--- BEGIN Supplied records ---

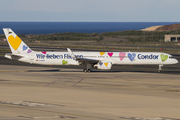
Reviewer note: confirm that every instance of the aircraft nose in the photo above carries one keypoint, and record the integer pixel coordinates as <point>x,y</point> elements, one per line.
<point>176,61</point>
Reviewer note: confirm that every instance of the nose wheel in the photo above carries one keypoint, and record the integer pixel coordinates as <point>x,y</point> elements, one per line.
<point>160,68</point>
<point>86,70</point>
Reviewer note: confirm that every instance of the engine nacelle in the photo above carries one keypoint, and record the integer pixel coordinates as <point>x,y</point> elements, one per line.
<point>103,65</point>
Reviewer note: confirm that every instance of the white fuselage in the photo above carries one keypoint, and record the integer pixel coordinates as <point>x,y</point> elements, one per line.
<point>119,58</point>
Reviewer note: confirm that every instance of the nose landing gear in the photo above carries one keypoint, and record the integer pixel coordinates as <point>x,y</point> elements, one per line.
<point>160,68</point>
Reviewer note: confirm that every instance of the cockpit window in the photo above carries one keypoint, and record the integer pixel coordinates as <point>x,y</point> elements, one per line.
<point>171,57</point>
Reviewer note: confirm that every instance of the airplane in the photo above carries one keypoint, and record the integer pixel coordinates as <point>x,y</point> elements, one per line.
<point>99,60</point>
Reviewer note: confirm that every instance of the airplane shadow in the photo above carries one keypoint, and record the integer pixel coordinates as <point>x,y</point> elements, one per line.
<point>110,71</point>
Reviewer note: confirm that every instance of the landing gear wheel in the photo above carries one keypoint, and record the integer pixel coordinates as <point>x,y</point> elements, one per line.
<point>160,68</point>
<point>88,70</point>
<point>84,70</point>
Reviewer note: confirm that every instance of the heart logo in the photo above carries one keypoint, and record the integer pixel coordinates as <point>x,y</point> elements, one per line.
<point>24,47</point>
<point>106,64</point>
<point>164,57</point>
<point>102,53</point>
<point>122,55</point>
<point>29,51</point>
<point>64,62</point>
<point>14,42</point>
<point>131,56</point>
<point>100,64</point>
<point>44,52</point>
<point>110,54</point>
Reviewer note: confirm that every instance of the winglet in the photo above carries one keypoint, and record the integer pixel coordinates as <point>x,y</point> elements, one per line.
<point>71,53</point>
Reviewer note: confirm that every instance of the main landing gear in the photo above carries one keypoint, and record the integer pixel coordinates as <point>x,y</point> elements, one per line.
<point>86,70</point>
<point>160,68</point>
<point>88,66</point>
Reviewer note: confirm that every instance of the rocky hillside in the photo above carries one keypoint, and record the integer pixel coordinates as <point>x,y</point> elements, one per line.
<point>172,27</point>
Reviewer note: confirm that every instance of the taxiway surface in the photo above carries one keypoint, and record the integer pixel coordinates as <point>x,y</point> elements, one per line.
<point>123,93</point>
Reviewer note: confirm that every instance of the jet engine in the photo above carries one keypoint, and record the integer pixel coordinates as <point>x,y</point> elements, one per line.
<point>103,65</point>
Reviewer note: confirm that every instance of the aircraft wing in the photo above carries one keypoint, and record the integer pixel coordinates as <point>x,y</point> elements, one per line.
<point>82,60</point>
<point>85,60</point>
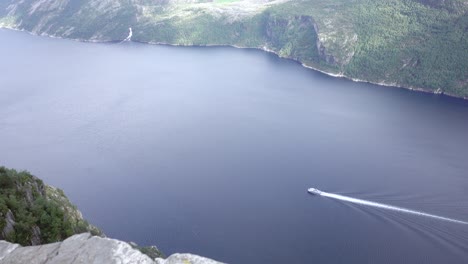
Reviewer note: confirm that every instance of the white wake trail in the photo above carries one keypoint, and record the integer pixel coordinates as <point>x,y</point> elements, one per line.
<point>389,207</point>
<point>129,37</point>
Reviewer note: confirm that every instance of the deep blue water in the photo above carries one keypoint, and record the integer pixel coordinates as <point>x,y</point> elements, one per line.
<point>211,150</point>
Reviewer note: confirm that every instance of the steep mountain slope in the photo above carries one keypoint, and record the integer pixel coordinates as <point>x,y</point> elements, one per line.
<point>420,44</point>
<point>85,248</point>
<point>33,213</point>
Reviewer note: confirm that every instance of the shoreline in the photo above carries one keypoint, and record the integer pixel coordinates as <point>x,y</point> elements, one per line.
<point>264,49</point>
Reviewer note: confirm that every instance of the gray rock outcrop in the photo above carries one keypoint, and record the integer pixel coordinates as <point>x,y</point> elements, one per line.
<point>88,249</point>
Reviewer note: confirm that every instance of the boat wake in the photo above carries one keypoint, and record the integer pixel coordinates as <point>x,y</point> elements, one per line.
<point>388,207</point>
<point>129,37</point>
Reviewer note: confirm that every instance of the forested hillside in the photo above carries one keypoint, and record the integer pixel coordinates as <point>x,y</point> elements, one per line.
<point>420,44</point>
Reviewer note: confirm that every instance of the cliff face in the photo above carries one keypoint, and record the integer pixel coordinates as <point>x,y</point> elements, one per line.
<point>418,44</point>
<point>33,213</point>
<point>85,248</point>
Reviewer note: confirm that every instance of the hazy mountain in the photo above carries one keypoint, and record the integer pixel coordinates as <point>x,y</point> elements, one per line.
<point>421,44</point>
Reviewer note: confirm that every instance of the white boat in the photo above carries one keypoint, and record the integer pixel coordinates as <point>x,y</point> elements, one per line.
<point>314,191</point>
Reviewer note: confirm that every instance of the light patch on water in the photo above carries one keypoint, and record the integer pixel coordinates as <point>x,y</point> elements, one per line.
<point>389,207</point>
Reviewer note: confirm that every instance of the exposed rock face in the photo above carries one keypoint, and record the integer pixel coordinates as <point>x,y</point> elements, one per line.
<point>10,224</point>
<point>85,248</point>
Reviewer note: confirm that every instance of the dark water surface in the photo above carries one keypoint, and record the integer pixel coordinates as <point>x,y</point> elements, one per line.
<point>211,150</point>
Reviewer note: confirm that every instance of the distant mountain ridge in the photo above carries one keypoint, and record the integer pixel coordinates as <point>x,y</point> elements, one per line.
<point>417,44</point>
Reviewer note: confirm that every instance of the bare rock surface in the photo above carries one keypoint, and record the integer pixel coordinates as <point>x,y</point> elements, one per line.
<point>85,248</point>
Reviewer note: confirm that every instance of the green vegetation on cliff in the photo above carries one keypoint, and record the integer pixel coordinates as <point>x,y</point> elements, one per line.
<point>412,43</point>
<point>32,213</point>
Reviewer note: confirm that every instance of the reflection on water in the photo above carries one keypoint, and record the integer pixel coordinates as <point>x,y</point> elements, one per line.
<point>211,150</point>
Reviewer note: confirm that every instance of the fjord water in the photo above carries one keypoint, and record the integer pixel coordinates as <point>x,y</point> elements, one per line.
<point>211,151</point>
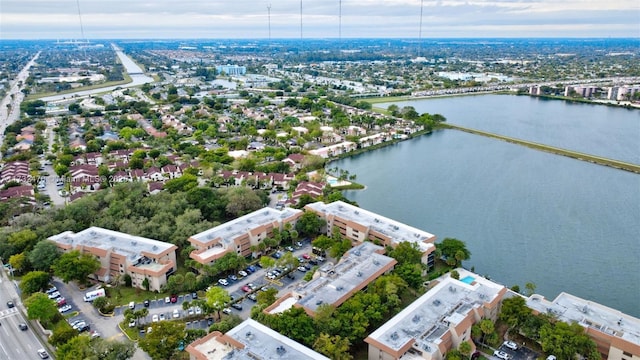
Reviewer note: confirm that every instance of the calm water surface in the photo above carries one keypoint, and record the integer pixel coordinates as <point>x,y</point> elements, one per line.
<point>526,215</point>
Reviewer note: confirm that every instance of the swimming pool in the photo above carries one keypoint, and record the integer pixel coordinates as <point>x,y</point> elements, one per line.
<point>467,279</point>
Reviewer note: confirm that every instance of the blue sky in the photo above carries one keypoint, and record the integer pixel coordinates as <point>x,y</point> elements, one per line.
<point>59,19</point>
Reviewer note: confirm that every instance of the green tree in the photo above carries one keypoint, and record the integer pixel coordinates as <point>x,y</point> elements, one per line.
<point>242,200</point>
<point>40,307</point>
<point>217,298</point>
<point>19,262</point>
<point>34,281</point>
<point>514,311</point>
<point>454,251</point>
<point>44,255</point>
<point>309,224</point>
<point>531,288</point>
<point>62,333</point>
<point>162,343</point>
<point>75,266</point>
<point>334,347</point>
<point>465,349</point>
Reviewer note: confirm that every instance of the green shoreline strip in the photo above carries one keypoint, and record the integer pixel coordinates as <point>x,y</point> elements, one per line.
<point>554,150</point>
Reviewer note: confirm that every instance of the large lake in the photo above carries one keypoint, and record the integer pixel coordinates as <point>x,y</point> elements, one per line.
<point>526,215</point>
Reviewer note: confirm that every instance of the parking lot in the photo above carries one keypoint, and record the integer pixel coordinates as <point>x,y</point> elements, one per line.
<point>519,353</point>
<point>159,307</point>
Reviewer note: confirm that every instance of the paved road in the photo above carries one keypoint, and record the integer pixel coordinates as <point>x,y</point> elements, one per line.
<point>8,115</point>
<point>15,343</point>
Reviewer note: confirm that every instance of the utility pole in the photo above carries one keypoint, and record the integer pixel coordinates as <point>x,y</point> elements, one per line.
<point>420,32</point>
<point>340,20</point>
<point>269,16</point>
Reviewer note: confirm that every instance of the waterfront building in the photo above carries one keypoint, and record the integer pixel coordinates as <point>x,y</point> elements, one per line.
<point>122,254</point>
<point>616,334</point>
<point>438,321</point>
<point>249,340</point>
<point>360,225</point>
<point>240,234</point>
<point>335,284</point>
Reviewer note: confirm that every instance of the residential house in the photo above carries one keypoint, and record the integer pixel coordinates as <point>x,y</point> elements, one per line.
<point>148,262</point>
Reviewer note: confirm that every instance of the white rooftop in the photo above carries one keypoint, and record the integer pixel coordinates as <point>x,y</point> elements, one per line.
<point>428,318</point>
<point>120,243</point>
<point>570,308</point>
<point>263,343</point>
<point>397,231</point>
<point>231,229</point>
<point>358,265</point>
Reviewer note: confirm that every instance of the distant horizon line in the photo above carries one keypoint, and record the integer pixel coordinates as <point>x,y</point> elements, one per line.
<point>415,39</point>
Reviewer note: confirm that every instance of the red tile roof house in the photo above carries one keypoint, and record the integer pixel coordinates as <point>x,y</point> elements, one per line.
<point>295,161</point>
<point>171,171</point>
<point>15,171</point>
<point>154,174</point>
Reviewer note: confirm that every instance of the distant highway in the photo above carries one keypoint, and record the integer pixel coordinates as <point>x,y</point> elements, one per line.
<point>10,105</point>
<point>135,72</point>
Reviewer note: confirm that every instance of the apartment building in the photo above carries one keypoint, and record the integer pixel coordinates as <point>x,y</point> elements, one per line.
<point>335,284</point>
<point>240,234</point>
<point>120,254</point>
<point>359,225</point>
<point>438,321</point>
<point>616,334</point>
<point>249,340</point>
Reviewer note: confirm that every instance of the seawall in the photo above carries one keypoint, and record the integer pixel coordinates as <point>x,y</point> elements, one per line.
<point>635,168</point>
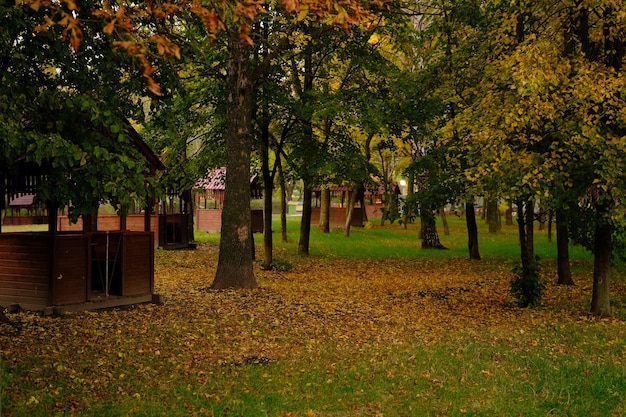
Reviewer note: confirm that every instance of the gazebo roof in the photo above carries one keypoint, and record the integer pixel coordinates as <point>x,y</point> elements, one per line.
<point>215,180</point>
<point>25,200</point>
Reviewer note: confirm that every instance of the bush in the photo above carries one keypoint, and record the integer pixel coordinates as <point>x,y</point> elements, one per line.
<point>528,287</point>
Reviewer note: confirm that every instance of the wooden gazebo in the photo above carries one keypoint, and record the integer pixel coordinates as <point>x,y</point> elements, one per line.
<point>368,207</point>
<point>75,269</point>
<point>209,199</point>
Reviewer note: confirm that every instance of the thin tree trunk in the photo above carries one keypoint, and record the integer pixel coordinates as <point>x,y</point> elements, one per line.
<point>550,221</point>
<point>324,225</point>
<point>430,237</point>
<point>444,221</point>
<point>508,214</point>
<point>601,300</point>
<point>525,222</point>
<point>354,197</point>
<point>305,224</point>
<point>564,272</point>
<point>472,231</point>
<point>283,199</point>
<point>493,216</point>
<point>234,267</point>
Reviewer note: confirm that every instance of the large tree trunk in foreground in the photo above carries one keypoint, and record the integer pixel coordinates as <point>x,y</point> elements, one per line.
<point>564,272</point>
<point>601,300</point>
<point>430,237</point>
<point>234,268</point>
<point>472,231</point>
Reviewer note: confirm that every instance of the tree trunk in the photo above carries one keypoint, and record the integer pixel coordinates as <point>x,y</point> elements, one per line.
<point>189,211</point>
<point>268,243</point>
<point>472,231</point>
<point>305,224</point>
<point>324,225</point>
<point>508,215</point>
<point>444,221</point>
<point>234,268</point>
<point>493,216</point>
<point>430,237</point>
<point>601,300</point>
<point>283,199</point>
<point>550,221</point>
<point>410,190</point>
<point>354,197</point>
<point>564,272</point>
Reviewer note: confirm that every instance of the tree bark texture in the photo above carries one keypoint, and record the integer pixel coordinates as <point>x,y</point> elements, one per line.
<point>305,224</point>
<point>444,221</point>
<point>234,268</point>
<point>493,216</point>
<point>564,272</point>
<point>430,237</point>
<point>354,197</point>
<point>472,231</point>
<point>600,299</point>
<point>525,222</point>
<point>268,188</point>
<point>283,199</point>
<point>324,225</point>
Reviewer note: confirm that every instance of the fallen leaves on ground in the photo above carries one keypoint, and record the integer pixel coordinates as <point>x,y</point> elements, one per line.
<point>347,304</point>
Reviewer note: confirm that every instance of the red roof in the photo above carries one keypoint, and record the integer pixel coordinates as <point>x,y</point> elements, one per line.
<point>22,201</point>
<point>215,180</point>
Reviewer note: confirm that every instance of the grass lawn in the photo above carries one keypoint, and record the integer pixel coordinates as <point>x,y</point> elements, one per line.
<point>370,325</point>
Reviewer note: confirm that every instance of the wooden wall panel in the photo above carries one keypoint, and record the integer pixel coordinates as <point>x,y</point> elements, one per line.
<point>25,261</point>
<point>71,272</point>
<point>137,266</point>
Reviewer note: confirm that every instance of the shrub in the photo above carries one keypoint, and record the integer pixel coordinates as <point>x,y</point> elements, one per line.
<point>528,286</point>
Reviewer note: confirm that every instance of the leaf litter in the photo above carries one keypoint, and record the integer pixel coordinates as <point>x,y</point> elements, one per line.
<point>91,357</point>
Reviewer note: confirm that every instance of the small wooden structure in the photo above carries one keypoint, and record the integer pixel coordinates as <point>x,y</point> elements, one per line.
<point>34,214</point>
<point>369,208</point>
<point>175,227</point>
<point>75,269</point>
<point>209,199</point>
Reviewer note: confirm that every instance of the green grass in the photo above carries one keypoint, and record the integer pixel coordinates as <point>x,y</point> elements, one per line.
<point>395,341</point>
<point>396,242</point>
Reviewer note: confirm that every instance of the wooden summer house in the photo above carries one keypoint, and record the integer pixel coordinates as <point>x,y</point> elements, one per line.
<point>209,200</point>
<point>368,207</point>
<point>74,269</point>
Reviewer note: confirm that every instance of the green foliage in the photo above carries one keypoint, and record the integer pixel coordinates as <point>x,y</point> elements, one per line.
<point>280,265</point>
<point>528,286</point>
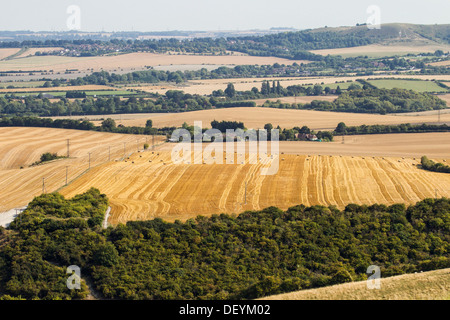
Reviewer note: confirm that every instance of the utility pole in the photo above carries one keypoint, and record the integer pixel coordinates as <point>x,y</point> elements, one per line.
<point>245,194</point>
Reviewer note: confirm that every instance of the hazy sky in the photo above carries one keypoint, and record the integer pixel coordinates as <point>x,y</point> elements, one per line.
<point>158,15</point>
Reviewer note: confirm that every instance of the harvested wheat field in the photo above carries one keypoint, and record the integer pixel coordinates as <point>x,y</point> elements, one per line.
<point>150,185</point>
<point>377,50</point>
<point>431,285</point>
<point>258,117</point>
<point>131,61</point>
<point>204,87</point>
<point>20,147</point>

--- END Supplied records ---

— Request —
Restate word for word the lines above that start at the line containing "Reviewer note: confirm that every instance of the leaf" and run to the end of the listing; exclude the pictures.

— The reply —
Reviewer note: confirm that every instance of the leaf litter in the photo above carries one keypoint, and record the integer pixel coordinates as <point>x,y</point> elements, one per line.
<point>91,357</point>
Reviewer note: confirm that every instance of the small wooden structure in the photo above carries one keypoint, and record the integer pixel coordinates as <point>x,y</point> elements, one per line.
<point>34,214</point>
<point>369,208</point>
<point>175,227</point>
<point>75,269</point>
<point>209,199</point>
Reviewer note: confirm that every instance of the green grass in the photo above carries one keypoint, and record the integer pixel coordinates as <point>x,y</point> elements, one per line.
<point>395,341</point>
<point>396,242</point>
Reviewer note: confirm that every instance of the wooden summer house in the photo above carries one keypoint, and record the integer pixel coordinates as <point>x,y</point> elements, one per line.
<point>209,200</point>
<point>368,207</point>
<point>74,269</point>
Reviewer note: confirm that every instance of the green foliage in the photo above carries one keypoint, and record the integer pixel coordinates as <point>x,y</point> elements, one per line.
<point>280,265</point>
<point>528,286</point>
Reviewer note: confirm that every instance of the utility pole in the photo above carries one keypoint, and record the integer pixel coordinates as <point>x,y</point> elements, one per line.
<point>245,194</point>
Reviewer note: confirm that every instance of the hazy sky in the photo above carries one keypoint, and record the integer pixel coordinates as <point>x,y</point> elements, one per line.
<point>158,15</point>
Reviewer note: confirm that every instance of the harvested wheat field in the photo above carries one keypoint, and record the integer pixel coordinates as <point>x,y</point> elements, one per line.
<point>150,185</point>
<point>377,50</point>
<point>431,285</point>
<point>258,117</point>
<point>131,61</point>
<point>204,87</point>
<point>20,147</point>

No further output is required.